Start of Block

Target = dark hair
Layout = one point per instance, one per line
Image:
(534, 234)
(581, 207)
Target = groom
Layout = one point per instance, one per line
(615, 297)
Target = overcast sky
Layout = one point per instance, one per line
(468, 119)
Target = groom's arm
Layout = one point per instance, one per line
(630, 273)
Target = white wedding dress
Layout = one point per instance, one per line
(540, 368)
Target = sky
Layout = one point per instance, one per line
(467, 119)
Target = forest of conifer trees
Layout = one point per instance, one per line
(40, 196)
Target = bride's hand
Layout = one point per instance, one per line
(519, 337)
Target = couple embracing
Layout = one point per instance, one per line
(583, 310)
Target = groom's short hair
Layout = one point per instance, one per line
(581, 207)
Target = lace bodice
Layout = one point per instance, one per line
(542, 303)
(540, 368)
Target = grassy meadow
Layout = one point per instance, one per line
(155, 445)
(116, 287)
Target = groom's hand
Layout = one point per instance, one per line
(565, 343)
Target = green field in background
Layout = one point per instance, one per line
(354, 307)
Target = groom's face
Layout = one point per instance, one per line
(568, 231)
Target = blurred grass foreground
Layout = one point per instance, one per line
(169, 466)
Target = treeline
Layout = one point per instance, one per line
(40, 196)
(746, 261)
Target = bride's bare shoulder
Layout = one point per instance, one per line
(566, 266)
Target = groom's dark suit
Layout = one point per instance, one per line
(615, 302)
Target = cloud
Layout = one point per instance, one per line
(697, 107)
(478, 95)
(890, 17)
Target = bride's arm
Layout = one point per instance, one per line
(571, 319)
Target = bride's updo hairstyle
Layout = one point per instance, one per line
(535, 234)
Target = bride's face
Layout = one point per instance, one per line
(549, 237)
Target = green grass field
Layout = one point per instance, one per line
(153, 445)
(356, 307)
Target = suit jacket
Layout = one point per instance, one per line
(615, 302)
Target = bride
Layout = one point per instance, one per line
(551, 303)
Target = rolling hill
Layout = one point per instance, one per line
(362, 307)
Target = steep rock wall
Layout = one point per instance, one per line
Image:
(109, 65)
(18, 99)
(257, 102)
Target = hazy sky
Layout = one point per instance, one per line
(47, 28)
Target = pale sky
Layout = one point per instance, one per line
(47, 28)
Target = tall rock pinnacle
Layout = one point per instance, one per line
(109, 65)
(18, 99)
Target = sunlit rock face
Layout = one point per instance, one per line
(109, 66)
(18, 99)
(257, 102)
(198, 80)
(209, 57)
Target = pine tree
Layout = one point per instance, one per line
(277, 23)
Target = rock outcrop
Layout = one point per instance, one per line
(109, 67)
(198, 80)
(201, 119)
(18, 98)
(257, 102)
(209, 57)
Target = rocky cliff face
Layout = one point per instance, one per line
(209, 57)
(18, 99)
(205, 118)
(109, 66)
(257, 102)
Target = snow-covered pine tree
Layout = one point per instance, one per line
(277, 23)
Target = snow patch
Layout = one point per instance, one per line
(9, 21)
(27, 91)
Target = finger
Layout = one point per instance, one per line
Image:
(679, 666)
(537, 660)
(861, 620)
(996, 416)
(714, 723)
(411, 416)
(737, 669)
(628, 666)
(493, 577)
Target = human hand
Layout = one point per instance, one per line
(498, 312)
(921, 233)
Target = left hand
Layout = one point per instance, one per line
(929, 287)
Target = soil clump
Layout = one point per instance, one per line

End of Block

EXERCISE:
Transcribe the material above in its entirety, precisely as written.

REPLY TO THE EXERCISE:
Target = dark hair
Layout = one point per instance, one per line
Image:
(534, 234)
(581, 207)
Target = groom
Layout = one point per instance, one per line
(615, 297)
Target = overcast sky
Layout = one point per instance, one per line
(468, 119)
Target = groom's arm
Layout = one point per instance, one per line
(630, 273)
Target = white wedding dress
Layout = one point per instance, one per line
(540, 368)
Target = sky
Layout = one point per instance, one per line
(467, 119)
Target = forest of conifer trees
Layout = one point per instance, one per line
(40, 196)
Target = bride's hand
Layout = one point per instance, one per line
(519, 337)
Target = couple embracing
Layout = one point per instance, one per line
(583, 310)
Target = groom's short hair
Layout = one point per instance, one per line
(581, 207)
Target = lace bodice
Layout = one point per instance, one per line
(542, 303)
(540, 368)
Target = grassy meadow
Layout = one point per instance, one per line
(155, 445)
(116, 287)
Target = groom's hand
Layout = one point per instance, one per line
(565, 343)
Target = green field in background
Layout = one point per instance, one per line
(354, 307)
Target = groom's face
Layout = one point per instance, one per line
(568, 231)
Target = blurred grass foreground
Layout = one point per instance, one per line
(169, 466)
Target = treeline
Layout = one point per instance, one per line
(40, 196)
(746, 261)
Target = bride's bare shoulder
Layout = one point per instance, one per line
(566, 266)
Target = groom's dark suit
Layout = one point per instance, one per line
(615, 302)
Target = cloud
Layout = one point per instance, one per line
(697, 107)
(478, 95)
(890, 17)
Target = bride's arm
Layout = one point per instance, one per line
(571, 319)
Target = bride's updo hairstyle
Layout = one point per instance, one per line
(535, 234)
Target = bride's face
Layout = one point per instance, one per line
(549, 237)
Target = green grass field
Layout = one point per instance, one per line
(153, 445)
(356, 307)
Target = suit jacket
Layout = one point per instance, one per line
(615, 302)
Target = bride
Layout = one point per instance, one per line
(551, 303)
Target = rolling hill
Layout = one point per instance, one per line
(362, 307)
Target = steep rock wall
Layout = one point per instance, one per line
Image:
(109, 65)
(18, 99)
(257, 102)
Target = hazy sky
Layout = one point per instance, one per line
(47, 28)
Target = pale sky
Layout = one point per instance, one per line
(47, 28)
Target = tall rock pinnacle
Layout = one point per instance, one per line
(109, 65)
(18, 99)
Target = sunlit rock face
Layout = one point per instance, one per line
(109, 66)
(18, 99)
(257, 102)
(198, 80)
(209, 57)
Target = pine tree
Layout = one point per instance, one per line
(277, 23)
Target = rock outcrop
Layout = one point per instance, one per line
(109, 67)
(198, 80)
(201, 119)
(18, 98)
(257, 102)
(209, 57)
Target = rocky cliff face
Layout = one point per instance, one per line
(209, 57)
(18, 99)
(205, 118)
(109, 66)
(257, 102)
Target = snow-covered pine tree
Layout = one point per instance, one per line
(277, 23)
Target = snow patch
Layout = one point per instance, one per line
(9, 21)
(27, 91)
Target = finger
Layout = one point per instance, one per line
Image:
(679, 666)
(537, 660)
(861, 620)
(996, 416)
(714, 723)
(411, 416)
(737, 669)
(628, 666)
(493, 577)
Target = human hand
Layout = one point per instance, one per line
(498, 312)
(921, 233)
Target = left hand
Layout = one point per instance, one per line
(929, 287)
Target = soil clump
Layout = one point per instance, one per line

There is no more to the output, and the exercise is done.